## Your instructions
All of the material below is to be repeated exactly.

Object pointing dataset rows
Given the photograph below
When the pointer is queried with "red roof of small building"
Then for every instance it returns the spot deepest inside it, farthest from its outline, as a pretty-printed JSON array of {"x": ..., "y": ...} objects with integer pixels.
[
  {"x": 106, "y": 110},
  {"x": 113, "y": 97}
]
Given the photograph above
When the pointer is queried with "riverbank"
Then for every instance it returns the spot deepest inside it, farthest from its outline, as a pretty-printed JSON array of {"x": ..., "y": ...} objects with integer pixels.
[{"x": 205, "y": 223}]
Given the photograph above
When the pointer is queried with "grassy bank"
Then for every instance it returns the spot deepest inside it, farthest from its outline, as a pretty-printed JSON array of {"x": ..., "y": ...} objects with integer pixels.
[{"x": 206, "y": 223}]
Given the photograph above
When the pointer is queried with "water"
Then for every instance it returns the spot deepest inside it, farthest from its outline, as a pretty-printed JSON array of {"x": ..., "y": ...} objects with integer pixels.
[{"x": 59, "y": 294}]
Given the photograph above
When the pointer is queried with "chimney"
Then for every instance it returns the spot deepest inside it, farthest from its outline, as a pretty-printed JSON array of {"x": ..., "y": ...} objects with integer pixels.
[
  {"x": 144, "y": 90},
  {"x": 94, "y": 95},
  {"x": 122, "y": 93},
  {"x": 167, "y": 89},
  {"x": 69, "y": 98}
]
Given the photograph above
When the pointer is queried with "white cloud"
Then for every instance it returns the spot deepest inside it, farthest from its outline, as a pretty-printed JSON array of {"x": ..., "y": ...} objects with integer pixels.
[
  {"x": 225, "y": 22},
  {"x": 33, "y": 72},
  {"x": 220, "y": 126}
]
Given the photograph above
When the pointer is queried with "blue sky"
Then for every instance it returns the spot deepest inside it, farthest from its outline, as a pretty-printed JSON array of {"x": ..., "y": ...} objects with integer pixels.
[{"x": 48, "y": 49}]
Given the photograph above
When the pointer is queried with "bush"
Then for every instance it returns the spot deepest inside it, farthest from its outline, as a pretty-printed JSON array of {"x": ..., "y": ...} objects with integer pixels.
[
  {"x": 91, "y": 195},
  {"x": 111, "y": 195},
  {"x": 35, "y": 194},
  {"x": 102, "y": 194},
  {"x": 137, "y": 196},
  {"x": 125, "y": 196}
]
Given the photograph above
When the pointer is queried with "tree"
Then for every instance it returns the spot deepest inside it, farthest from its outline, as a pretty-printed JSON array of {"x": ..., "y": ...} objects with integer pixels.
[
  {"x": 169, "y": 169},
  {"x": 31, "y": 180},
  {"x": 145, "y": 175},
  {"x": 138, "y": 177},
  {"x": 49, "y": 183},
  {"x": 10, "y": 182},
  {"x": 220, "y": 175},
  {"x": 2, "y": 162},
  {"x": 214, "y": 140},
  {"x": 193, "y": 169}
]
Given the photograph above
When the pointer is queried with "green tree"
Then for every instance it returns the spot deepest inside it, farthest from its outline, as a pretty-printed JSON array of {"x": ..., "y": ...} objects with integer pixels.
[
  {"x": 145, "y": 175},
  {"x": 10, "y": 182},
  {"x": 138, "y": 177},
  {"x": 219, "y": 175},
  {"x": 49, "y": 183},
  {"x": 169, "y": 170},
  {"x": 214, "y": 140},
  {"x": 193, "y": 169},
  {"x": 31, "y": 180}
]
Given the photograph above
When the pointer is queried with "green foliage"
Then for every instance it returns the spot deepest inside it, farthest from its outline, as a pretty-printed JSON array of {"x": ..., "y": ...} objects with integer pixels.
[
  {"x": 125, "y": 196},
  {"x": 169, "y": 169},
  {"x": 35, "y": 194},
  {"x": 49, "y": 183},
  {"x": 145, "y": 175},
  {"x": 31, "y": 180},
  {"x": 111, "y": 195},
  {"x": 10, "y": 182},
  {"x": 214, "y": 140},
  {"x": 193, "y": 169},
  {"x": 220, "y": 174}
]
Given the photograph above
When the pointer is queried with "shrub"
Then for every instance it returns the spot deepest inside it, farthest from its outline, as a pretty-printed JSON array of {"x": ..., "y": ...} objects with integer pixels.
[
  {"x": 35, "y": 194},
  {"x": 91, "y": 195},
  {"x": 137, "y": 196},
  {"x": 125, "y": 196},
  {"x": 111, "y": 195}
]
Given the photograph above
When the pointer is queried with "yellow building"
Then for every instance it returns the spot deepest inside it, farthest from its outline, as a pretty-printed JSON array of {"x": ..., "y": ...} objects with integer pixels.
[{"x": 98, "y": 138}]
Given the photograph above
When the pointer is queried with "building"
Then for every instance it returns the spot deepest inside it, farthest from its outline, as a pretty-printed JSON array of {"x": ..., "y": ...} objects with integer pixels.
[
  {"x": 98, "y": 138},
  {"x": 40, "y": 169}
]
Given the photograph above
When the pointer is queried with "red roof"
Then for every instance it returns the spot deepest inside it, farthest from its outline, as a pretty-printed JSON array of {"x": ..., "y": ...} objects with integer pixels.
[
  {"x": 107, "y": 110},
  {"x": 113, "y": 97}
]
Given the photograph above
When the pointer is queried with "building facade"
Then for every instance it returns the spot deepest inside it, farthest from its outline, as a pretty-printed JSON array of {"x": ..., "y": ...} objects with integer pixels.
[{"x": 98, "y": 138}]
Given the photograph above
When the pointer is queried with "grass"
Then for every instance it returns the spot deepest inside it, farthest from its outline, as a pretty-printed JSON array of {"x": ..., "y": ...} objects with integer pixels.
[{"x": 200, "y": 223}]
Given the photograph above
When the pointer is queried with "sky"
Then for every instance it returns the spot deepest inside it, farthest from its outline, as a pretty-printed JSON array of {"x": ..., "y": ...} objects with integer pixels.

## Complete output
Given the photograph below
When the pointer is queried with "red roof of small building"
Then for every instance it returns the spot deepest inside it, farthest from its outline, as a pretty-printed JSON array of {"x": ..., "y": ...} objects with integer pixels.
[
  {"x": 106, "y": 110},
  {"x": 113, "y": 97}
]
Given the photograph above
When the pointer is queried with "riverbank"
Then for every instance it returns the spot deepest inside it, farthest from its outline, as a pretty-printed JSON array of {"x": ..., "y": ...} objects with integer pixels.
[{"x": 205, "y": 223}]
Given the photograph above
When the pointer is queried with "grassy bank"
Then for every instance it returns the spot deepest inside it, farthest from its outline, as a pretty-printed JSON array of {"x": ..., "y": ...} objects with integer pixels.
[{"x": 206, "y": 223}]
Given the photograph above
When the pointer is queried with "water"
Then for every instance it returns the spot deepest inside it, farthest from its outline, as a pretty-printed JSON array of {"x": ..., "y": ...} objects with integer pixels.
[{"x": 59, "y": 294}]
Given the photograph above
When the pointer is queried with "chimney"
Then for every instance it returns the spot deepest inside it, farthest from its outline, as a pretty-printed JSON array of {"x": ..., "y": ...} objects with integer pixels.
[
  {"x": 144, "y": 90},
  {"x": 94, "y": 95},
  {"x": 122, "y": 93},
  {"x": 167, "y": 89},
  {"x": 69, "y": 98}
]
Given the photograph above
When the pointer is queried with "white cloud"
Then for every instance it returns the spot deepest inside it, farthest from its outline, as a pretty-printed JSON array of {"x": ..., "y": ...} objects with integer pixels.
[
  {"x": 225, "y": 22},
  {"x": 33, "y": 72},
  {"x": 220, "y": 126}
]
Given the photograph above
When the pointer is queried with "blue sky"
Then for every instance it returns the spot deepest inside it, farthest from its outline, as a pretty-printed JSON array of {"x": ..., "y": ...} objects with integer pixels.
[{"x": 48, "y": 49}]
Given the photograph above
When the pointer is queried with "bush"
Then for every instance it returns the spot deepest inside it, farthest from its outline, as a pretty-printed JSON array of {"x": ..., "y": ...} objects with integer pixels.
[
  {"x": 91, "y": 195},
  {"x": 111, "y": 195},
  {"x": 35, "y": 194},
  {"x": 102, "y": 194},
  {"x": 137, "y": 196},
  {"x": 125, "y": 196}
]
Given the photograph above
When the pointer is queried with "tree"
Then for every instance it returns the spot deepest inside it, farthest from its outline, as a pretty-printed JSON array of {"x": ..., "y": ...} objects with integer pixels.
[
  {"x": 169, "y": 169},
  {"x": 31, "y": 180},
  {"x": 145, "y": 175},
  {"x": 138, "y": 177},
  {"x": 49, "y": 183},
  {"x": 10, "y": 182},
  {"x": 220, "y": 175},
  {"x": 2, "y": 162},
  {"x": 214, "y": 140},
  {"x": 193, "y": 169}
]
Given the photograph above
When the pointer is queried with "green tree"
Then for every instance it returns the spot deepest inside it, farthest from its outline, as a pretty-printed JSON array of {"x": ..., "y": ...} objects with integer pixels.
[
  {"x": 145, "y": 175},
  {"x": 10, "y": 182},
  {"x": 138, "y": 177},
  {"x": 219, "y": 175},
  {"x": 49, "y": 183},
  {"x": 169, "y": 170},
  {"x": 214, "y": 140},
  {"x": 193, "y": 169},
  {"x": 31, "y": 180}
]
Given the photograph above
When the pointer is queried with "green foliage"
Then for every instance it returns the spot deepest inside it, farthest from its outline, as a pretty-printed JSON array of {"x": ..., "y": ...} objects with integer pixels.
[
  {"x": 125, "y": 196},
  {"x": 169, "y": 169},
  {"x": 35, "y": 194},
  {"x": 49, "y": 183},
  {"x": 145, "y": 175},
  {"x": 31, "y": 180},
  {"x": 111, "y": 195},
  {"x": 10, "y": 182},
  {"x": 214, "y": 140},
  {"x": 193, "y": 169},
  {"x": 220, "y": 174}
]
Given the photograph above
When the pointer is queried with "shrub"
Then for every instance it returns the spot deepest inside it, farthest from its outline, as a pretty-printed JSON array of {"x": ..., "y": ...} objects with integer pixels.
[
  {"x": 35, "y": 194},
  {"x": 91, "y": 195},
  {"x": 137, "y": 196},
  {"x": 125, "y": 196},
  {"x": 111, "y": 195}
]
Given the photograph above
When the pointer is queried with "yellow building"
Then for every instance it returns the spot deepest inside it, farthest from its outline, as a pretty-printed JSON array of {"x": ..., "y": ...} objects with integer pixels.
[{"x": 98, "y": 138}]
Given the photograph above
When the pointer is queried with "building"
Then for every instance it returns the spot deepest inside it, farthest from its outline, as a pretty-printed JSON array of {"x": ..., "y": ...} objects with integer pixels.
[
  {"x": 98, "y": 138},
  {"x": 40, "y": 169}
]
Given the photograph above
When the pointer is queried with "red roof"
Then for every instance it returns the spot deepest inside it, farthest from its outline, as a pretty-printed JSON array of {"x": ..., "y": ...} objects with integer pixels.
[
  {"x": 107, "y": 110},
  {"x": 113, "y": 97}
]
Given the photograph above
When the pointer is queried with "building facade"
Then for every instance it returns the spot deepest inside it, farthest from its outline, as a pretty-printed JSON array of {"x": ..., "y": ...} objects with integer pixels.
[{"x": 98, "y": 138}]
Given the photograph above
When the pointer is queried with "grass"
Then for every instance it returns the spot deepest inside it, farthest from its outline, as a pretty-printed JSON array of {"x": ..., "y": ...} objects with integer pixels.
[{"x": 200, "y": 223}]
Given the photograph above
When the pointer is queried with "sky"
Then for every instance it returns the spot deepest inside it, farthest from its outline, as a pretty-printed JSON array of {"x": ..., "y": ...} objects with integer pixels.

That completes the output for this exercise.